**EXERCISE:**
Check each line of the material that follows, and copy those holding the string "answers".

(STORED DATA begins)

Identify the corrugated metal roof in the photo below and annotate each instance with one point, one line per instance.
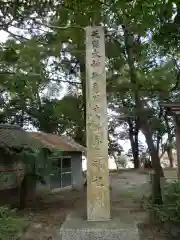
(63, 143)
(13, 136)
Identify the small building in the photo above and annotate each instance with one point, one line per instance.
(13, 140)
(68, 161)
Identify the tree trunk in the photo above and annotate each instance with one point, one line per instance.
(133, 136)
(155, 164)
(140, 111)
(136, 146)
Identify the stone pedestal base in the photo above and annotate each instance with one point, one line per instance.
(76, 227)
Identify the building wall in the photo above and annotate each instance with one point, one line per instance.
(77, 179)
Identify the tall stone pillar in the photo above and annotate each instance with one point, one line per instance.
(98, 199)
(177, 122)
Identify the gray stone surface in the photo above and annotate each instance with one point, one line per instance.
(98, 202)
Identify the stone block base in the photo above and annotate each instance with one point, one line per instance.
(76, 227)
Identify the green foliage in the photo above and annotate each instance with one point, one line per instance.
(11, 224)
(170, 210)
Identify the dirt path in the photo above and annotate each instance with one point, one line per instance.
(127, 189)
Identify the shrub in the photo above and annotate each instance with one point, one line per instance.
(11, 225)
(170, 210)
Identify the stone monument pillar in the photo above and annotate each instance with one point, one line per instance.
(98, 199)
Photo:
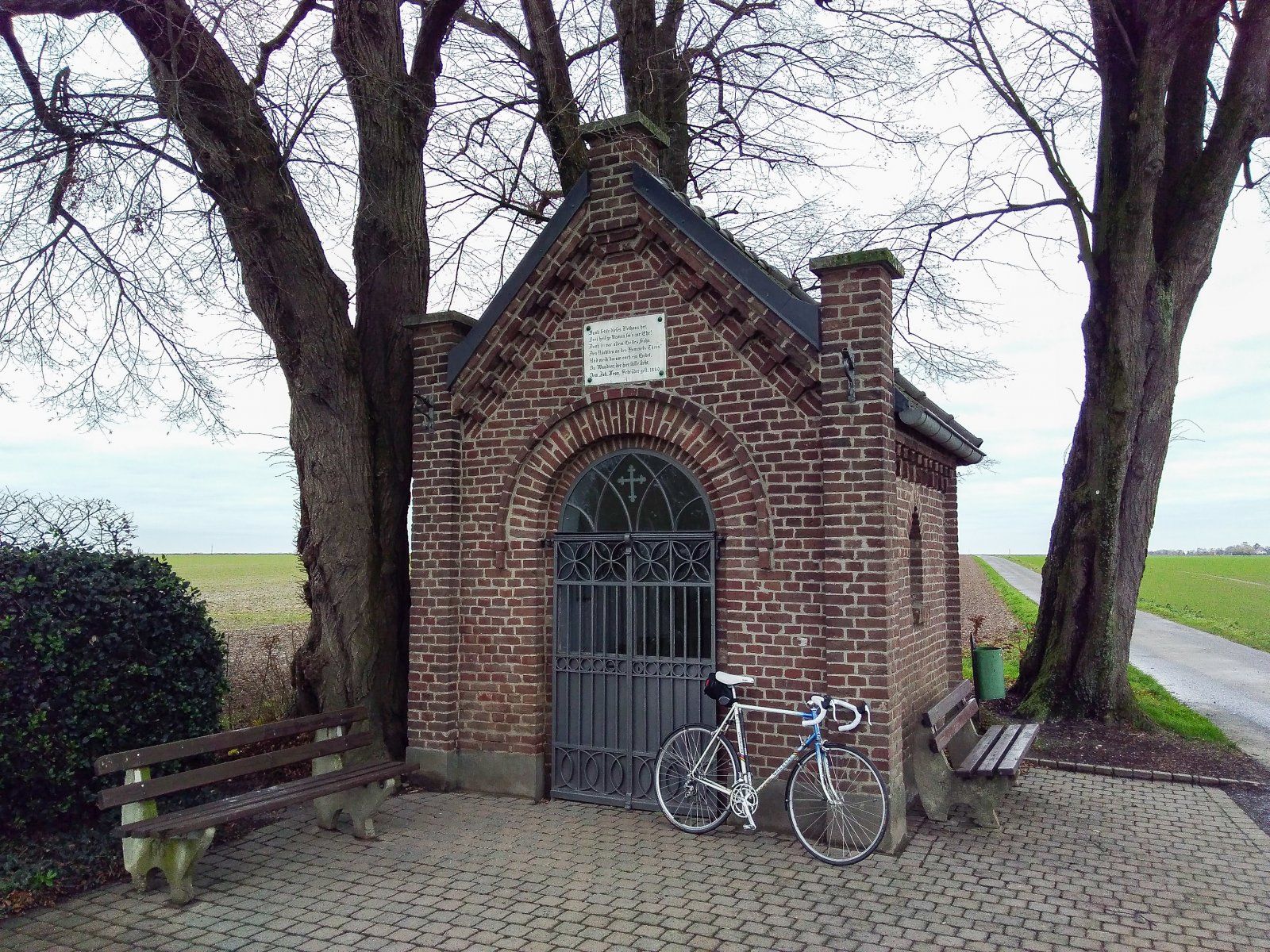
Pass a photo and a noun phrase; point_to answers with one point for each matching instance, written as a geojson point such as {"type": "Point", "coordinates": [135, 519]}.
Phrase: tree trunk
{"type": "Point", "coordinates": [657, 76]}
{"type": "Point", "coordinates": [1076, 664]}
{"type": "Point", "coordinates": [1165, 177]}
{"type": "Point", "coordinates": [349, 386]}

(STORED DATA ends)
(STORED DATA begins)

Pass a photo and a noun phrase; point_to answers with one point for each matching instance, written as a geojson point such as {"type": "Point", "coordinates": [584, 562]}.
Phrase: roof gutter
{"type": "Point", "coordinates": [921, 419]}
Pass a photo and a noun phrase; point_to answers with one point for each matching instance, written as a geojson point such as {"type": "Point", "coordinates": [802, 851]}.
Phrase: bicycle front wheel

(STORED DATA ends)
(STORED DATA begins)

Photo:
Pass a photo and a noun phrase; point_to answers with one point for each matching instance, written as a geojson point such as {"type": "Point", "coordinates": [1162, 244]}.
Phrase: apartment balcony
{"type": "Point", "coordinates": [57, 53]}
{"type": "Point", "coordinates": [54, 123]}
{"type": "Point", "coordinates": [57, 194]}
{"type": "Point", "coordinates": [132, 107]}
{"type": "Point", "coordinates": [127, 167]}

(STORED DATA ends)

**ANSWER TO THIS PROBLEM:**
Pass a photo and a noun phrase; point_to answers with one point for each matching instance, written as a geojson point such as {"type": "Point", "coordinates": [135, 519]}.
Pass a photo and a noun phrase; point_to answers with one point for each matching instance, written as a geojson point such as {"type": "Point", "coordinates": [584, 562]}.
Pass a photo and a noun phrase; point_to answers with one point for each matching instance, written as a geojson point such as {"type": "Point", "coordinates": [802, 851]}.
Pass a photo and a noun phrase; point_to answers with one point for each matching instance, written as a geojson point such as {"type": "Point", "coordinates": [1162, 244]}.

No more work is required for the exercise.